## 本文
■ ■ ■ ■ ■

この0.39秒がどの程度かというと、SC相模原オリジナルチャントであるPM630の場合は、手拍子1回くらいずれる計算になります。(PM630は170BPM:Beat per Minute=テンポ、1拍の長さは0.353秒です)

※開幕前の収録で練習が足りず、偉そうなこと言ってる割にうまく叩けてません、、、テンポも揺れとるがなorz

そうなんです、音を聞いて合わせている限りスタジアム全体でタイミングを合わせるのは不可能に近いのです。

しかし現実的には音を聞いて合わせるしか無いでしょう。可能性があるとすればビジョンで映像を出して合わせるしかありませんが、これも実現可能性は限りなく低いです。だって試合見たいじゃないですか普通。笑

なんか方法ないかなーと思って考えたわけですが、一応こんなグッズはあります。振動メトロノーム、ワイヤレスで最大5台同期。

こんなものを来場者に装着してもらって、WiFiとかで同期させて信号を送って、振動にあわせて手拍子してもらえばバッチリ同じタイミングで合いそうです。

が!

そんなんできるかい笑

いやー、無理ぽです。

ここまでは「ゴール裏の役割は応援をひとつにする(=タイミングを合わせて大きい音を出せるようにする)こと」と仮定して検証してきましたが、この仮定を崩さないといけない局面です。だって現実的にすぐできそうにないですからね、Wi-Fi観客同期とかw

誰もが応援したいと思える雰囲気を作ること。これこそがゴール裏の役割か?

さてここまで物理的な応援を科学してみましたが、タイミングを合わせるのは不可能に近いことがわかりました。ここまでの論理では、「タイミングを合わせる→音量が大きくなる→選手に届く」という論理だった訳ですがもう一度考えてみます。

選手に届けるための方法として「大きい音」を挙げている訳ですが、選手の場所で聞こえる音量の音を出す方法は、原音の音量を上げることだけではないんですよ。すごく単純な話。

そう、近い音は大きく聞こえる!これです。

音は距離を経るごとに減衰する、逆に言えば距離を経なければ減衰しない。そう。選手の近くで音が出ていれば十分届くのです。たぶん。

スタジアムの至るところで手拍子や歌が歌われていれば、タイミングが合っていなくても選手に声は届くのでは?応援に囲まれた状態を作りだせれば良いのではないか、と。

そりゃ確かにゴール裏1方向からしか応援の音がない状態よりも、全方位的に応援があったほうがたぶん心強いでしょう(ここまできてまさかの精神論)。

いやだって僕選手じゃないからわかりませんしw
でもきっと何かの力にはなっていると思うんです、SC相模原の選手の皆さんを見ていると。

話を戻して、重要なのは「応援しよう、手拍子叩こう」と思ったときに、合わせたいと思える音がスタジアムに存在するのか。

「合わせたい音」。ここ重要です。

だるーっとした、気合の抜けた、音程の悪い歌が聞こえてきても合わせたいと思わないじゃないですか。自然と体が動く。いい音っていうのはそういうものです。ゴール裏から発信される応援は、「合わせたいと思える音」である必要があるのではないかなと。

■ ■ ■ ■ ■

## 記録データ
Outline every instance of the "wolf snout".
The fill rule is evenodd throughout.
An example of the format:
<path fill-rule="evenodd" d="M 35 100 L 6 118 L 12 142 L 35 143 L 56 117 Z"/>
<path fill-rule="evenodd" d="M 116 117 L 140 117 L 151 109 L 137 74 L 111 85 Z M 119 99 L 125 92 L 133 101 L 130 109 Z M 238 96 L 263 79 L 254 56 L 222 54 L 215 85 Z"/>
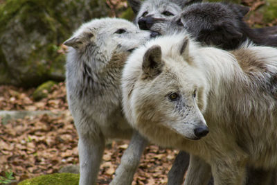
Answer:
<path fill-rule="evenodd" d="M 208 133 L 208 128 L 206 125 L 199 126 L 193 130 L 195 135 L 199 138 L 205 136 Z"/>
<path fill-rule="evenodd" d="M 151 31 L 150 37 L 151 38 L 155 38 L 158 36 L 161 36 L 161 33 L 157 31 Z"/>
<path fill-rule="evenodd" d="M 150 16 L 140 19 L 138 21 L 139 28 L 142 30 L 150 30 L 154 22 L 154 19 Z"/>

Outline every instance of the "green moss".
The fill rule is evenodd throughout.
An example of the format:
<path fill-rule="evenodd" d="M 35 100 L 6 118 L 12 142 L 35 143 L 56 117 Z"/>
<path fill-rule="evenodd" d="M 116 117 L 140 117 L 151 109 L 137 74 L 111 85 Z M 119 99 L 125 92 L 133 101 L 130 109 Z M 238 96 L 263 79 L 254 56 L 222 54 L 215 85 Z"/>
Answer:
<path fill-rule="evenodd" d="M 44 98 L 46 98 L 52 87 L 56 83 L 53 81 L 47 81 L 39 85 L 33 94 L 33 97 L 35 100 L 39 100 Z"/>
<path fill-rule="evenodd" d="M 134 19 L 134 14 L 131 8 L 128 8 L 125 11 L 124 11 L 120 16 L 120 18 L 132 21 Z"/>
<path fill-rule="evenodd" d="M 276 0 L 267 0 L 265 6 L 262 8 L 263 20 L 265 22 L 271 22 L 277 17 L 277 1 Z"/>
<path fill-rule="evenodd" d="M 18 185 L 78 185 L 79 175 L 54 173 L 42 175 L 21 182 Z"/>

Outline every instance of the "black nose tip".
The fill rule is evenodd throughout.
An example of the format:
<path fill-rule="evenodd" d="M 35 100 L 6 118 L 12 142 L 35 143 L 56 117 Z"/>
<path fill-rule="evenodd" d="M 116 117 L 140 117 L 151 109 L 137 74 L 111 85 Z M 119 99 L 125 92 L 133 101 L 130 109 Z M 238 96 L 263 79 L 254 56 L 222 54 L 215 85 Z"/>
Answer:
<path fill-rule="evenodd" d="M 150 30 L 153 24 L 154 21 L 152 17 L 143 17 L 138 21 L 139 28 L 141 30 Z"/>
<path fill-rule="evenodd" d="M 150 37 L 152 38 L 154 38 L 154 37 L 157 37 L 160 36 L 160 35 L 161 35 L 161 34 L 159 32 L 151 31 Z"/>
<path fill-rule="evenodd" d="M 207 126 L 200 126 L 194 130 L 195 134 L 197 137 L 204 137 L 208 133 L 208 128 Z"/>

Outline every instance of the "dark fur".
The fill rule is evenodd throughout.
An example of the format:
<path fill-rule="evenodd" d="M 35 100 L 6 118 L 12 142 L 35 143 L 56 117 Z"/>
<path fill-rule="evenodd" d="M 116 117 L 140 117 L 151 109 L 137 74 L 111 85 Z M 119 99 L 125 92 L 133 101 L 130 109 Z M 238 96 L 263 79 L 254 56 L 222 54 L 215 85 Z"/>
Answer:
<path fill-rule="evenodd" d="M 164 31 L 161 24 L 171 32 L 186 29 L 197 41 L 227 50 L 237 49 L 247 39 L 258 45 L 277 46 L 274 27 L 268 27 L 268 32 L 266 28 L 251 29 L 243 21 L 249 10 L 249 8 L 227 3 L 194 3 L 170 22 L 156 20 L 148 28 L 161 33 Z"/>

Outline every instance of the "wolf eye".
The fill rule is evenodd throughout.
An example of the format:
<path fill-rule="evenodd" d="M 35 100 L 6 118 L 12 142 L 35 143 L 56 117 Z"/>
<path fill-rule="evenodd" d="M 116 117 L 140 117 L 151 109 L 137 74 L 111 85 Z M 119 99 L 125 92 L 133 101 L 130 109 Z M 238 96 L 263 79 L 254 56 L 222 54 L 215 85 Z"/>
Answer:
<path fill-rule="evenodd" d="M 143 15 L 141 15 L 141 16 L 142 16 L 142 17 L 145 17 L 146 15 L 148 15 L 148 12 L 146 11 L 146 12 L 144 12 L 143 13 Z"/>
<path fill-rule="evenodd" d="M 196 89 L 193 91 L 193 98 L 196 97 Z"/>
<path fill-rule="evenodd" d="M 181 19 L 179 19 L 176 23 L 177 24 L 178 26 L 184 26 L 183 23 L 181 21 Z"/>
<path fill-rule="evenodd" d="M 161 14 L 163 15 L 166 15 L 166 16 L 172 16 L 172 15 L 174 15 L 174 14 L 172 14 L 172 12 L 168 12 L 168 11 L 164 11 Z"/>
<path fill-rule="evenodd" d="M 125 29 L 121 28 L 121 29 L 117 30 L 114 33 L 123 34 L 125 32 L 126 32 L 126 30 Z"/>
<path fill-rule="evenodd" d="M 170 99 L 170 100 L 175 101 L 178 99 L 179 95 L 177 93 L 172 93 L 168 95 L 168 97 Z"/>

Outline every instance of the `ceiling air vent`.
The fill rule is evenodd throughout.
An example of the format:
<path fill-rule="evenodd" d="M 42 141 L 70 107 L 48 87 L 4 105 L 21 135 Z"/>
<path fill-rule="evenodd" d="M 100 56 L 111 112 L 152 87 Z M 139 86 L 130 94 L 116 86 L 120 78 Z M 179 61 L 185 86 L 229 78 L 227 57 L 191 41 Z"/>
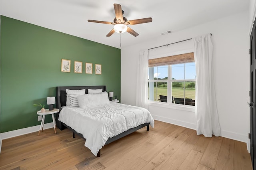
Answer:
<path fill-rule="evenodd" d="M 172 32 L 171 31 L 166 31 L 166 32 L 163 32 L 162 33 L 161 33 L 161 35 L 162 35 L 162 36 L 163 36 L 164 35 L 166 35 L 168 34 L 171 33 Z"/>

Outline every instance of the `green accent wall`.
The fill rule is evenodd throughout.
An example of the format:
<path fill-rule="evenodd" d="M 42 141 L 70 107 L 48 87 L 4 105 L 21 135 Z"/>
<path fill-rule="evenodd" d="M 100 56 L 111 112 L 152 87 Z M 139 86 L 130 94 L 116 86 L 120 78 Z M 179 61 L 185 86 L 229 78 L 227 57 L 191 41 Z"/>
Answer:
<path fill-rule="evenodd" d="M 33 104 L 48 109 L 56 86 L 106 85 L 120 99 L 120 49 L 3 16 L 0 26 L 0 132 L 40 125 L 40 108 Z M 70 73 L 61 71 L 62 59 L 71 61 Z M 83 62 L 82 73 L 74 73 L 75 61 Z M 86 62 L 92 74 L 85 74 Z M 52 122 L 47 115 L 45 123 Z"/>

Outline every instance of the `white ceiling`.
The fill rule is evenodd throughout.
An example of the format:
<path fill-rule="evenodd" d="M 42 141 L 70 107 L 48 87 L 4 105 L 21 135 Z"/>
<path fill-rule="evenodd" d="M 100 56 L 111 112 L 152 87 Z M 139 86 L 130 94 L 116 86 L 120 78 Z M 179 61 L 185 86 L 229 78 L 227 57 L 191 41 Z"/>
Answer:
<path fill-rule="evenodd" d="M 46 28 L 120 48 L 120 34 L 106 36 L 113 22 L 113 4 L 128 20 L 152 17 L 152 22 L 130 26 L 139 34 L 121 34 L 122 47 L 248 10 L 250 0 L 0 0 L 0 14 Z"/>

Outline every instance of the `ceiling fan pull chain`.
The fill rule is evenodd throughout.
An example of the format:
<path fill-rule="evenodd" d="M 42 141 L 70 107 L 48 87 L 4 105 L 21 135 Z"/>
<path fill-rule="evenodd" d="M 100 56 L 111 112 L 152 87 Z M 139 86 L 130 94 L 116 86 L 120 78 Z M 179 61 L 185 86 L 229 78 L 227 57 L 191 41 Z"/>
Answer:
<path fill-rule="evenodd" d="M 120 48 L 121 48 L 121 33 L 120 33 Z"/>

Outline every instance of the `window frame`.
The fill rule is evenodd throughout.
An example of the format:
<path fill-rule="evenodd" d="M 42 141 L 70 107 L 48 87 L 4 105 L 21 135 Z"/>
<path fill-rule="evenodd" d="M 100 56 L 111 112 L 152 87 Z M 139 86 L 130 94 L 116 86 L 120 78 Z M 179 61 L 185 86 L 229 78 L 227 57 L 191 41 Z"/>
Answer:
<path fill-rule="evenodd" d="M 151 67 L 148 67 L 148 70 L 149 70 L 149 73 L 148 73 L 148 75 L 150 75 L 150 68 L 152 68 L 152 69 L 153 69 L 153 79 L 148 79 L 148 88 L 149 88 L 149 89 L 148 89 L 148 91 L 149 91 L 149 94 L 148 94 L 148 102 L 149 102 L 149 103 L 159 103 L 161 105 L 170 105 L 170 106 L 175 106 L 175 107 L 177 106 L 178 107 L 185 107 L 185 108 L 186 108 L 186 107 L 189 107 L 189 108 L 193 108 L 194 109 L 195 108 L 195 106 L 192 106 L 192 105 L 185 105 L 185 102 L 184 101 L 184 104 L 183 105 L 180 105 L 180 104 L 176 104 L 176 103 L 172 103 L 172 82 L 191 82 L 191 81 L 193 81 L 193 82 L 194 82 L 195 83 L 196 83 L 196 79 L 186 79 L 186 77 L 185 77 L 185 75 L 186 75 L 186 63 L 195 63 L 195 61 L 194 61 L 194 62 L 184 62 L 183 63 L 180 63 L 180 64 L 184 64 L 184 79 L 172 79 L 172 66 L 173 65 L 174 65 L 177 64 L 174 64 L 172 65 L 166 65 L 168 67 L 168 79 L 167 80 L 164 80 L 164 79 L 161 79 L 161 80 L 158 80 L 157 79 L 157 78 L 158 77 L 157 77 L 157 79 L 156 80 L 154 80 L 154 67 L 159 67 L 160 66 L 160 65 L 159 66 L 151 66 Z M 149 83 L 150 82 L 167 82 L 167 102 L 166 103 L 166 102 L 162 102 L 160 101 L 154 101 L 154 100 L 152 101 L 152 100 L 150 100 L 150 99 L 149 99 Z M 185 83 L 184 84 L 184 85 L 185 85 Z M 184 89 L 184 94 L 185 95 L 185 89 Z M 153 93 L 154 93 L 154 91 L 153 91 Z M 157 94 L 157 86 L 156 86 L 156 94 Z M 154 94 L 154 93 L 153 93 Z M 153 94 L 153 96 L 154 96 L 154 94 Z M 184 97 L 184 98 L 185 98 L 185 96 Z M 156 97 L 156 99 L 157 99 L 157 97 Z M 185 100 L 185 99 L 184 99 Z M 194 110 L 192 110 L 192 111 L 194 111 Z"/>

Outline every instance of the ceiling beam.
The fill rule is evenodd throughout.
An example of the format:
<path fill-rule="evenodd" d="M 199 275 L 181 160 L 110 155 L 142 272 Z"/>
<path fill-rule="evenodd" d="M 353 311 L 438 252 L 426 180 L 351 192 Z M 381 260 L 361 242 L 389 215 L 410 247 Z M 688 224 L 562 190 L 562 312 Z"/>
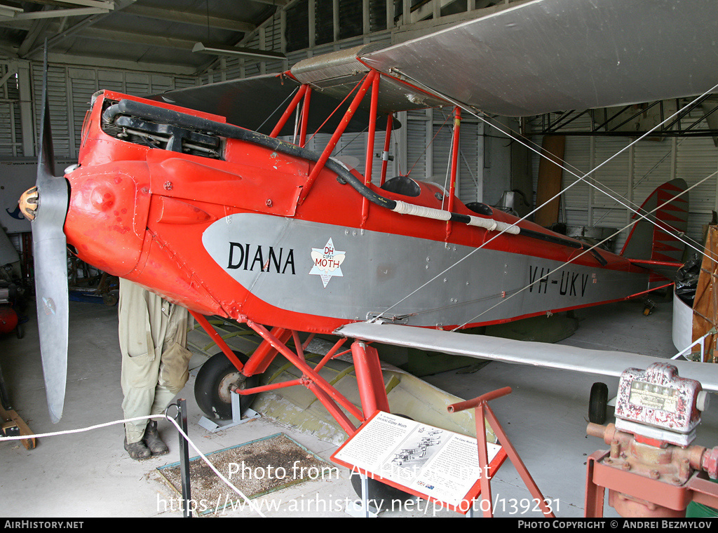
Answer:
<path fill-rule="evenodd" d="M 9 18 L 10 22 L 20 20 L 36 20 L 37 19 L 57 19 L 61 17 L 85 17 L 102 13 L 109 13 L 110 10 L 97 7 L 78 7 L 67 9 L 52 9 L 50 11 L 34 11 L 18 13 Z"/>
<path fill-rule="evenodd" d="M 30 0 L 31 4 L 42 4 L 45 6 L 84 6 L 85 7 L 98 7 L 103 9 L 115 9 L 115 3 L 111 0 Z"/>
<path fill-rule="evenodd" d="M 131 33 L 113 29 L 101 29 L 99 28 L 88 28 L 83 32 L 81 35 L 78 35 L 77 37 L 87 39 L 98 39 L 112 42 L 128 42 L 136 45 L 158 46 L 164 48 L 186 50 L 190 52 L 192 51 L 195 43 L 197 42 L 196 39 L 188 40 L 187 39 L 167 37 L 166 35 Z"/>
<path fill-rule="evenodd" d="M 115 9 L 111 13 L 103 13 L 102 14 L 98 14 L 98 15 L 92 15 L 90 17 L 87 17 L 86 19 L 83 19 L 77 24 L 71 26 L 70 27 L 67 28 L 63 32 L 57 34 L 55 37 L 48 40 L 47 41 L 48 47 L 50 50 L 52 50 L 52 47 L 55 45 L 62 41 L 65 38 L 74 35 L 75 33 L 79 32 L 80 29 L 83 29 L 83 28 L 89 27 L 90 26 L 92 26 L 93 24 L 99 22 L 100 21 L 104 19 L 106 17 L 109 17 L 113 13 L 116 13 L 117 11 L 121 9 L 124 9 L 128 6 L 134 4 L 135 1 L 136 0 L 116 0 L 115 4 Z M 32 50 L 30 50 L 30 51 L 27 52 L 27 55 L 25 57 L 29 57 L 39 52 L 42 52 L 43 48 L 44 45 L 42 45 L 36 46 L 33 47 Z"/>
<path fill-rule="evenodd" d="M 177 9 L 167 9 L 159 7 L 149 7 L 135 4 L 125 9 L 125 13 L 146 17 L 156 20 L 164 20 L 169 22 L 182 22 L 195 26 L 207 27 L 209 26 L 218 29 L 228 29 L 232 32 L 251 32 L 256 26 L 253 24 L 241 20 L 233 20 L 219 17 L 209 16 L 200 12 L 180 11 Z"/>
<path fill-rule="evenodd" d="M 193 68 L 188 67 L 186 65 L 145 63 L 141 61 L 128 61 L 119 59 L 108 59 L 107 57 L 94 57 L 88 55 L 73 55 L 70 54 L 48 54 L 47 60 L 50 63 L 58 65 L 71 65 L 77 67 L 87 67 L 88 68 L 120 69 L 134 72 L 146 71 L 157 74 L 167 74 L 170 76 L 179 75 L 191 77 L 194 75 L 195 72 Z"/>

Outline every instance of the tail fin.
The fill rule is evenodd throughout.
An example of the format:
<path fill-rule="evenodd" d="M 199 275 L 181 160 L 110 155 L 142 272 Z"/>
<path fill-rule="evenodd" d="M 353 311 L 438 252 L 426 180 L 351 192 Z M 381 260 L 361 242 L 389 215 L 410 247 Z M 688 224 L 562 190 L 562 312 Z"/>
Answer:
<path fill-rule="evenodd" d="M 663 183 L 651 193 L 639 210 L 645 218 L 633 215 L 633 220 L 639 220 L 623 245 L 622 256 L 648 268 L 651 263 L 681 263 L 685 244 L 676 236 L 688 229 L 686 187 L 686 182 L 678 178 Z"/>

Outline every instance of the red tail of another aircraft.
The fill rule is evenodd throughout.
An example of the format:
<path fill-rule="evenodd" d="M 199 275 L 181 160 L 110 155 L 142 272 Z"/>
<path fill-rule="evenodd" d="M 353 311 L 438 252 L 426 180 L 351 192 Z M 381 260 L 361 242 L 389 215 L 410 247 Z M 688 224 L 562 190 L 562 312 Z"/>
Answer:
<path fill-rule="evenodd" d="M 666 267 L 680 266 L 685 249 L 681 238 L 688 229 L 686 187 L 686 182 L 678 178 L 651 193 L 638 213 L 633 215 L 635 223 L 621 250 L 622 256 L 663 276 Z"/>

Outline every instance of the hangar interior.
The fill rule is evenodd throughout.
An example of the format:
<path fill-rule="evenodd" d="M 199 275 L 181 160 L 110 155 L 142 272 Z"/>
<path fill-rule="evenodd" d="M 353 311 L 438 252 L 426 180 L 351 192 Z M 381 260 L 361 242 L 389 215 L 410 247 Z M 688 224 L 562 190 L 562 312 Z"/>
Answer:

■ ■ ■ ■ ■

## 取り組む課題
[a] スタジアム応援の文章について、次の(i)〜(iii)が内容と合うかをそれぞれ「はい」か「いいえ」で答え、決め手となる本文の語句をそのまま引用する。(i) PM630のテンポは170BPMである。(ii) 振動メトロノームはワイヤレスで最大10台まで同期できる。(iii) 筆者は、ビジョンに映像を出して合わせる方法は実現できる見込みが高いと述べている。
[b] スタジアム応援の文章の最後の文に続けて、その先を書いてください。

## 解答
[a]
(i) はい。「PM630は170BPM」
(ii) いいえ。「ワイヤレスで最大5台同期」
(iii) いいえ。「これも実現可能性は限りなく低いです」

[b]
ここまで色々考えてきて、僕はゴール裏サポーターの役割があるとすれば、「スタジアムで観戦中の人が応援したい!と思ったときに、頼れるべき基準となる音を出すこと」ではないかと結論します。

メインスタンドやバックで見ている方が無理して応援する必要はないと思うんです。観戦スタイルは人それぞれなのですから。周りが全員音出しを容認してくれる方かどうかもわかりません。

しかし、「ちょっと応援してみようかな」「手拍子叩こうかな」、そう思った時に迷わず応援できるかどうか。さらには、「ちょっと音出して応援してみようかな」と思ってしまう環境を作り出せるか。

これが、ひとつのゴール裏サポーターが目指すべき姿なのではないかと思います。「ゴール裏サポーターは応援の道標」。これじゃないですかね。

応援したいと思える雰囲気を作り出し、ゴール裏以外の観客の方もちょっと応援してみる。そうして出来上がる応援に囲まれた空間。

そうなってくると、
「応援をひとつに。」
というよりは、
「スタジアムを応援で満たそう。」
こっちの方が適している気がしますね。うん。明日からこっちに変更します。笑

今回の調査まとめを踏まえた上で以下が(僕が考える)ゴール裏サポーターが意識すべき事項です。誰かに強要しようとか、これが正しいとかそういうものではないです。あくまでも僕はこう思ってます、というものです。

大前提として、好きなように楽しく応援したら良いと思います!

また、これは僕が応援しているSC相模原を基準に考えたものなので、ゴール裏だけですごい音量が出せる観客数のJ1チームなどではまた話が変わってくると思います。ご承知おき下さい。

ゴール裏サポーターが(音の観点で)頑張ったらいいんじゃないか項目

1:集まる
音源は距離が近いほどタイミングのズレが少なくなり、理想的な状態に近づきます。ゴール裏のサポーターが密集することで、タイミングズレが限りなく少ない応援が可能になり、ゴール裏の音量があがります。結果、スタジアム全体に届き、「ちょっと応援してみようかな」の道標になります。

2:リズムを意識する
密集してもリズムがずれていたら「ちょっと応援してみようかな」の道標にはなれません。どのタイミングで手拍子打ったらいいかわかりませんので。「全員のリズムが統一されていること」「テンポが安定している(揺れない)こと」この2点が非常に重要です。

3:隣の人より大きい音を出す
そもそも音が小さいとスタンドに音が届かないのでこれまた道標にはなれません。全員が同じくらいの大きい音量を出すことで、人数が集まったときに音量があがります。

まぁ結局のところ今まで普通に言われているようなことが書いてあるだけなのですが(笑)、裏付けとしては良いんじゃないかなと思いました。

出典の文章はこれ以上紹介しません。